Rows from a pointing dataset
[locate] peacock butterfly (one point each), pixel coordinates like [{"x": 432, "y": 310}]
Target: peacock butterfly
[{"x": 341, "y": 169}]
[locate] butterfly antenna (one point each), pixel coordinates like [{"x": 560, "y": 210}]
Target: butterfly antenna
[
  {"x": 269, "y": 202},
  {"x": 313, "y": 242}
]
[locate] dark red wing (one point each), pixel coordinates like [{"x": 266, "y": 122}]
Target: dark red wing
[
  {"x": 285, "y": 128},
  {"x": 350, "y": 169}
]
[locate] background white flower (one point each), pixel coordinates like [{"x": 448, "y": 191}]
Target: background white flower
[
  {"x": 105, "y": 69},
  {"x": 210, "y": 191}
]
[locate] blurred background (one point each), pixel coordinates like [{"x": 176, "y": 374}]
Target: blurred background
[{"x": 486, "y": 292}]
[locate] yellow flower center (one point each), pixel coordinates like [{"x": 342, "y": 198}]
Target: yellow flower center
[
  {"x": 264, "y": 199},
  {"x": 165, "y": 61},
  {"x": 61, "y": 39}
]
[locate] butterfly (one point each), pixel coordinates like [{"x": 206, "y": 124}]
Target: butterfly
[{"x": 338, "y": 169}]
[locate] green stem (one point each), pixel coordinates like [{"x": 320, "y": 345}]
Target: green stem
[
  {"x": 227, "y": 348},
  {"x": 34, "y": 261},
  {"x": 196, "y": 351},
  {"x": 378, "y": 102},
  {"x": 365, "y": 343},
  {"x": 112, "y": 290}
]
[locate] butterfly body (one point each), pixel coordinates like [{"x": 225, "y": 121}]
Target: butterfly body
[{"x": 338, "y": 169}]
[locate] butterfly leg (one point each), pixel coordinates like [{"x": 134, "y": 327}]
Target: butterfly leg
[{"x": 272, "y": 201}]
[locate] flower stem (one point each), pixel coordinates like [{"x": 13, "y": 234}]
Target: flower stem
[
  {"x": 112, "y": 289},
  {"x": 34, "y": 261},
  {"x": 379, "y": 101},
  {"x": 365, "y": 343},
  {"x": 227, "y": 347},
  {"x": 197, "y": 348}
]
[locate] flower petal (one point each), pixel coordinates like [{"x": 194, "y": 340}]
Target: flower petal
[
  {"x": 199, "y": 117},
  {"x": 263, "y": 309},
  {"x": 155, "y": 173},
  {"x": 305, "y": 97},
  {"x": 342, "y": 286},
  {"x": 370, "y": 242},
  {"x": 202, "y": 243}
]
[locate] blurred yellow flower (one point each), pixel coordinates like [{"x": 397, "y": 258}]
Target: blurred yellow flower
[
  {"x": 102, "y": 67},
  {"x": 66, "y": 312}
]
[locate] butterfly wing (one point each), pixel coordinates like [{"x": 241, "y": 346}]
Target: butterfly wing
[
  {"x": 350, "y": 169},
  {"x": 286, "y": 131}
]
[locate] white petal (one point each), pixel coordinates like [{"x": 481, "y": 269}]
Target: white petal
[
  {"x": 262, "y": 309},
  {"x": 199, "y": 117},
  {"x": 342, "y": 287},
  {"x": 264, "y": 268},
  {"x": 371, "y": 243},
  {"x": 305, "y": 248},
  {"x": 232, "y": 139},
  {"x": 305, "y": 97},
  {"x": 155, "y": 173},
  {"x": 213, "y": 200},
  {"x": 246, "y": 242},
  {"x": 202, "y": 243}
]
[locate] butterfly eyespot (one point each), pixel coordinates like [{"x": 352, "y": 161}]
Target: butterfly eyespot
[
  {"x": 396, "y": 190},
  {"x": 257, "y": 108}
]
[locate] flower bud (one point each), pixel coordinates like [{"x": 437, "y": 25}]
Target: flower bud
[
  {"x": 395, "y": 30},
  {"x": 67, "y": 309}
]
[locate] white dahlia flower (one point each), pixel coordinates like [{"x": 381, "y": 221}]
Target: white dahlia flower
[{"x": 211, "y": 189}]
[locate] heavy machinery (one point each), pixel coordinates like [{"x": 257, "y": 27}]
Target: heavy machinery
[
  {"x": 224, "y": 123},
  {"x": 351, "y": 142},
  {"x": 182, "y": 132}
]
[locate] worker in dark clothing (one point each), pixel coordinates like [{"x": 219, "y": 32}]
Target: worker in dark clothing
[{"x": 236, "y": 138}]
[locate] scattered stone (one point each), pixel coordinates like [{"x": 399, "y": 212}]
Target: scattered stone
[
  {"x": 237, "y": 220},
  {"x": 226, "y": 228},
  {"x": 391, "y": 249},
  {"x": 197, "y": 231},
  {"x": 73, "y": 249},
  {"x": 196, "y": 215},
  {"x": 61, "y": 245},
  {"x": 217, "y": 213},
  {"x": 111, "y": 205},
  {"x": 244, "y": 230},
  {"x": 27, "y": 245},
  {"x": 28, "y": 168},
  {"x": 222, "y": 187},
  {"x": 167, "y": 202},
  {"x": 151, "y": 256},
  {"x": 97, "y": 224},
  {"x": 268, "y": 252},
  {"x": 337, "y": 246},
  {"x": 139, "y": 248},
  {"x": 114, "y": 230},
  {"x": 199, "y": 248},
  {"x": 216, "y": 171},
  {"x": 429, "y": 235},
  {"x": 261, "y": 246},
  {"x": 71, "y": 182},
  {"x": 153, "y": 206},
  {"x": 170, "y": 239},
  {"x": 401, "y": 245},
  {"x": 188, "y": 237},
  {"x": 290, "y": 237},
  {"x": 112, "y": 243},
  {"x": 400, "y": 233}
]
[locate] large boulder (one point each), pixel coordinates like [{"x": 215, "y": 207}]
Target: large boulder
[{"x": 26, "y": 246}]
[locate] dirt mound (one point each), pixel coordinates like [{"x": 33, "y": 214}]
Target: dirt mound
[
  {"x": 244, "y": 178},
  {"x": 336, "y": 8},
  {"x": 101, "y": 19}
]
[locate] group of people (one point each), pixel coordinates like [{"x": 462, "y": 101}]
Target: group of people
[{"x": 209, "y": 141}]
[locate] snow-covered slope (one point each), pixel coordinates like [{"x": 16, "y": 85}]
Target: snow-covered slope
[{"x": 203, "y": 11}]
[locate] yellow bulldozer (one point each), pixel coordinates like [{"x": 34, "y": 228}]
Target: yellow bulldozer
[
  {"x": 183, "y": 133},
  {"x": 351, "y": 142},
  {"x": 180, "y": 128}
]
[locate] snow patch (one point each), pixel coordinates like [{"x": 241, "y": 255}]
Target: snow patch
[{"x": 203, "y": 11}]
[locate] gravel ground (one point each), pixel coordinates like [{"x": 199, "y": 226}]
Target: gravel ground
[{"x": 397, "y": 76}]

Direction →
Output all preceding records character for character.

Full output →
[locate] peacock butterfly (one point each), pixel coordinates like [{"x": 432, "y": 310}]
Target: peacock butterfly
[{"x": 341, "y": 169}]
[locate] butterfly antenna (one point each), pixel coordinates like [{"x": 560, "y": 210}]
Target: butterfly antenna
[
  {"x": 269, "y": 202},
  {"x": 313, "y": 242}
]
[locate] dark red wing (one point each), pixel coordinates like [{"x": 266, "y": 122}]
Target: dark red wing
[
  {"x": 285, "y": 128},
  {"x": 350, "y": 169}
]
[locate] background white flower (one point each), pixel coordinates like [{"x": 448, "y": 191}]
Target: background white flower
[
  {"x": 105, "y": 69},
  {"x": 210, "y": 191}
]
[locate] blurred background (one point each), pixel coordinates like [{"x": 176, "y": 374}]
Target: blurred background
[{"x": 486, "y": 292}]
[locate] yellow flower center (one point each), pixel coordinates like [{"x": 342, "y": 198}]
Target: yellow flower center
[
  {"x": 264, "y": 199},
  {"x": 165, "y": 61},
  {"x": 61, "y": 39}
]
[locate] butterfly (one point each), pixel coordinates like [{"x": 206, "y": 124}]
Target: butterfly
[{"x": 338, "y": 169}]
[locate] green stem (one point each), pixel coordinates like [{"x": 320, "y": 345}]
Target: green stem
[
  {"x": 227, "y": 348},
  {"x": 34, "y": 261},
  {"x": 196, "y": 351},
  {"x": 378, "y": 102},
  {"x": 365, "y": 343},
  {"x": 112, "y": 290}
]
[locate] butterfly body (one point each), pixel coordinates like [{"x": 225, "y": 121}]
Target: butterfly body
[{"x": 338, "y": 169}]
[locate] butterfly leg (one point each), pixel coordinates like [{"x": 134, "y": 327}]
Target: butterfly leg
[{"x": 272, "y": 201}]
[locate] flower stem (one point each), pixel coordinates like [{"x": 13, "y": 234}]
Target: flower stem
[
  {"x": 112, "y": 289},
  {"x": 34, "y": 261},
  {"x": 379, "y": 101},
  {"x": 365, "y": 343},
  {"x": 227, "y": 347},
  {"x": 197, "y": 348}
]
[locate] flower petal (one point each), pixel coordinates like [{"x": 194, "y": 340}]
Target: flower petal
[
  {"x": 199, "y": 117},
  {"x": 263, "y": 309},
  {"x": 155, "y": 173},
  {"x": 305, "y": 97},
  {"x": 342, "y": 286},
  {"x": 370, "y": 242},
  {"x": 202, "y": 243}
]
[locate] blurred yellow flower (one point each), pixel coordinates like [{"x": 397, "y": 258}]
Target: blurred yellow flower
[
  {"x": 102, "y": 67},
  {"x": 66, "y": 312}
]
[locate] butterfly wing (one point each), pixel coordinates like [{"x": 241, "y": 346}]
Target: butterfly wing
[
  {"x": 350, "y": 169},
  {"x": 286, "y": 131}
]
[locate] white petal (one point each), pixel coordinates like [{"x": 481, "y": 269}]
Target: white petal
[
  {"x": 262, "y": 309},
  {"x": 199, "y": 117},
  {"x": 342, "y": 287},
  {"x": 264, "y": 268},
  {"x": 371, "y": 243},
  {"x": 305, "y": 248},
  {"x": 232, "y": 139},
  {"x": 305, "y": 97},
  {"x": 155, "y": 173},
  {"x": 213, "y": 200},
  {"x": 246, "y": 242},
  {"x": 202, "y": 243}
]
[locate] butterfly eyespot (one point each), pixel coordinates like [{"x": 352, "y": 161}]
Target: butterfly eyespot
[
  {"x": 396, "y": 190},
  {"x": 257, "y": 108}
]
[locate] flower bud (one point each), pixel coordinates like [{"x": 437, "y": 25}]
Target: flower bud
[
  {"x": 395, "y": 30},
  {"x": 67, "y": 309}
]
[locate] white dahlia flower (one point each), pixel coordinates like [{"x": 381, "y": 221}]
Target: white dahlia flower
[{"x": 211, "y": 189}]
[locate] heavy machinery (one point each), pixel coordinates like [{"x": 257, "y": 27}]
Target: heavy machinery
[
  {"x": 224, "y": 123},
  {"x": 351, "y": 142},
  {"x": 182, "y": 132}
]
[locate] worker in dark clothing (one point each), pixel coordinates like [{"x": 219, "y": 32}]
Target: worker in dark clothing
[{"x": 236, "y": 138}]
[locate] scattered stone (one point each), pixel coordinates like [{"x": 399, "y": 212}]
Target: scattered stone
[
  {"x": 237, "y": 220},
  {"x": 226, "y": 228},
  {"x": 391, "y": 249},
  {"x": 197, "y": 231},
  {"x": 73, "y": 249},
  {"x": 196, "y": 215},
  {"x": 61, "y": 245},
  {"x": 217, "y": 213},
  {"x": 111, "y": 205},
  {"x": 244, "y": 230},
  {"x": 27, "y": 245},
  {"x": 28, "y": 168},
  {"x": 222, "y": 187},
  {"x": 167, "y": 202},
  {"x": 151, "y": 256},
  {"x": 97, "y": 224},
  {"x": 268, "y": 252},
  {"x": 337, "y": 246},
  {"x": 139, "y": 248},
  {"x": 114, "y": 230},
  {"x": 199, "y": 248},
  {"x": 216, "y": 171},
  {"x": 429, "y": 235},
  {"x": 261, "y": 246},
  {"x": 71, "y": 182},
  {"x": 153, "y": 206},
  {"x": 170, "y": 239},
  {"x": 401, "y": 245},
  {"x": 188, "y": 237},
  {"x": 290, "y": 237},
  {"x": 112, "y": 243},
  {"x": 400, "y": 233}
]
[locate] large boulder (one point each), pixel coordinates like [{"x": 215, "y": 207}]
Target: large boulder
[{"x": 26, "y": 246}]
[locate] dirt mound (one point each), pixel coordinates like [{"x": 33, "y": 214}]
Target: dirt mound
[
  {"x": 244, "y": 178},
  {"x": 336, "y": 8},
  {"x": 101, "y": 19}
]
[locate] group of people (one point each), pixel coordinates like [{"x": 462, "y": 101}]
Target: group of people
[{"x": 209, "y": 141}]
[locate] snow-covered slope (one point each), pixel coordinates like [{"x": 16, "y": 85}]
Target: snow-covered slope
[{"x": 203, "y": 11}]
[locate] yellow bulldozer (one point each), pixel coordinates like [{"x": 34, "y": 228}]
Target: yellow bulldozer
[
  {"x": 183, "y": 133},
  {"x": 351, "y": 142},
  {"x": 180, "y": 128}
]
[locate] snow patch (one point each), pixel coordinates like [{"x": 241, "y": 255}]
Target: snow patch
[{"x": 203, "y": 11}]
[locate] gravel ground (one point each), pixel coordinates like [{"x": 199, "y": 226}]
Target: gravel ground
[{"x": 397, "y": 76}]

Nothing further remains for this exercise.